→ **What to do**
1 - List every topic that the lecture on experimental design and A/B testing below says it explores.
2 - Reproduce word for word the passage of the lecture on experimental design and A/B testing below, starting at "Experimental Design &" and ending at "like recommendation engines.".

→ **Text section**
Experimental Design & A/B Testing in ML
Experimental design provides a structured approach to testing hypotheses and evaluating interventions, with A/B testing as a key method in machine learning (ML) to compare models, features, or system changes. By controlling variables, randomizing assignments, and analyzing outcomes, experimental design ensures reliable conclusions about causal effects. In ML, A/B testing is used to optimize algorithms, validate feature impacts, and improve user-facing systems like recommendation engines.
This eighteenth and final lecture in the "Statistics Foundations for AI/ML" series builds on causal inference and time series, exploring principles of experimental design, A/B testing, factorial designs, power analysis, and their ML applications. We'll provide intuitive explanations, mathematical foundations, and practical implementations in Python and Rust, concluding the series with a robust toolkit for ML experimentation.

→ **Data**
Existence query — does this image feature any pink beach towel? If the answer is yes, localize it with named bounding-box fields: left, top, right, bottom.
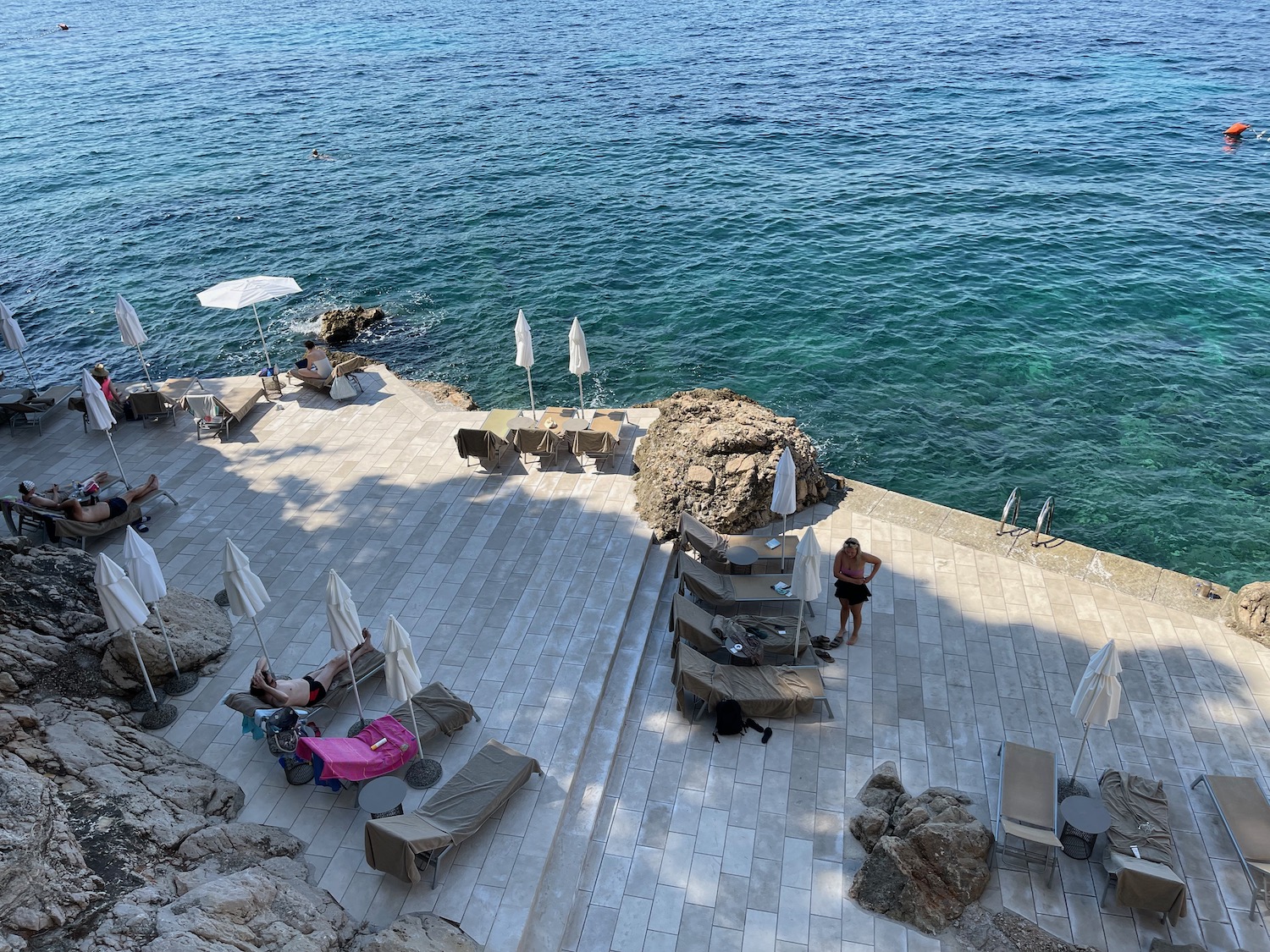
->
left=296, top=715, right=419, bottom=781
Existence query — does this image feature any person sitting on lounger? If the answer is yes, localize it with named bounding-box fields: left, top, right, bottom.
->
left=251, top=629, right=373, bottom=707
left=292, top=340, right=332, bottom=380
left=18, top=474, right=159, bottom=522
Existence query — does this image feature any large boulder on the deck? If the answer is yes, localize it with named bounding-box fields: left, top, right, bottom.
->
left=102, top=589, right=234, bottom=692
left=952, top=903, right=1102, bottom=952
left=0, top=536, right=106, bottom=697
left=1229, top=581, right=1270, bottom=645
left=850, top=777, right=992, bottom=936
left=350, top=913, right=483, bottom=952
left=635, top=390, right=830, bottom=538
left=319, top=305, right=388, bottom=347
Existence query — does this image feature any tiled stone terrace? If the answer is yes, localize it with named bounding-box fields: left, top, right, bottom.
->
left=7, top=368, right=1270, bottom=952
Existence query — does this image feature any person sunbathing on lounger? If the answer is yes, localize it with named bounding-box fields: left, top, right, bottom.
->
left=251, top=629, right=375, bottom=707
left=18, top=474, right=159, bottom=522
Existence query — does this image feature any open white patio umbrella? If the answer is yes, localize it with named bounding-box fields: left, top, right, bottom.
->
left=569, top=317, right=591, bottom=421
left=384, top=614, right=436, bottom=790
left=93, top=553, right=177, bottom=730
left=114, top=294, right=155, bottom=390
left=516, top=311, right=538, bottom=421
left=0, top=301, right=40, bottom=393
left=198, top=274, right=300, bottom=370
left=327, top=569, right=367, bottom=738
left=221, top=536, right=277, bottom=677
left=771, top=447, right=798, bottom=571
left=1072, top=639, right=1122, bottom=779
left=124, top=526, right=198, bottom=697
left=80, top=370, right=132, bottom=489
left=790, top=527, right=825, bottom=662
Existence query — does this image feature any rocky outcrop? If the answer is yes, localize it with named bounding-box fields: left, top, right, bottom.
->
left=635, top=390, right=830, bottom=540
left=319, top=305, right=388, bottom=347
left=404, top=380, right=480, bottom=410
left=957, top=903, right=1097, bottom=952
left=850, top=762, right=992, bottom=936
left=102, top=589, right=234, bottom=692
left=1229, top=581, right=1270, bottom=645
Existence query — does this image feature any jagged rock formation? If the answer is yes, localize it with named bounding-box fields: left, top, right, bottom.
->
left=1229, top=581, right=1270, bottom=645
left=319, top=305, right=388, bottom=347
left=635, top=390, right=830, bottom=540
left=850, top=761, right=992, bottom=936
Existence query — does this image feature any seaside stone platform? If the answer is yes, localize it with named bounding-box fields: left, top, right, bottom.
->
left=7, top=367, right=1270, bottom=952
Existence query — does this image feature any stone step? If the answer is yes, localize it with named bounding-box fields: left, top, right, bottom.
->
left=518, top=545, right=671, bottom=952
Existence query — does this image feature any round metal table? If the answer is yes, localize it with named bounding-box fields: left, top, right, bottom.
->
left=1058, top=797, right=1112, bottom=860
left=357, top=776, right=411, bottom=820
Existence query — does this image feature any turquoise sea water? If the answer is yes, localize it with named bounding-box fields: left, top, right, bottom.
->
left=0, top=0, right=1270, bottom=586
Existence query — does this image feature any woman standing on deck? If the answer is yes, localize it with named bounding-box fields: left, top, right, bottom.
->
left=830, top=538, right=881, bottom=647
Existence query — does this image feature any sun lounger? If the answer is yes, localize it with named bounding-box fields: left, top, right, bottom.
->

→ **Complete answers**
1 -
- Principles of experimental design
- A/B testing
- Factorial designs
- Power analysis
- Their ML applications

2 -
Experimental Design & A/B Testing in ML
Experimental design provides a structured approach to testing hypotheses and evaluating interventions, with A/B testing as a key method in machine learning (ML) to compare models, features, or system changes. By controlling variables, randomizing assignments, and analyzing outcomes, experimental design ensures reliable conclusions about causal effects. In ML, A/B testing is used to optimize algorithms, validate feature impacts, and improve user-facing systems like recommendation engines.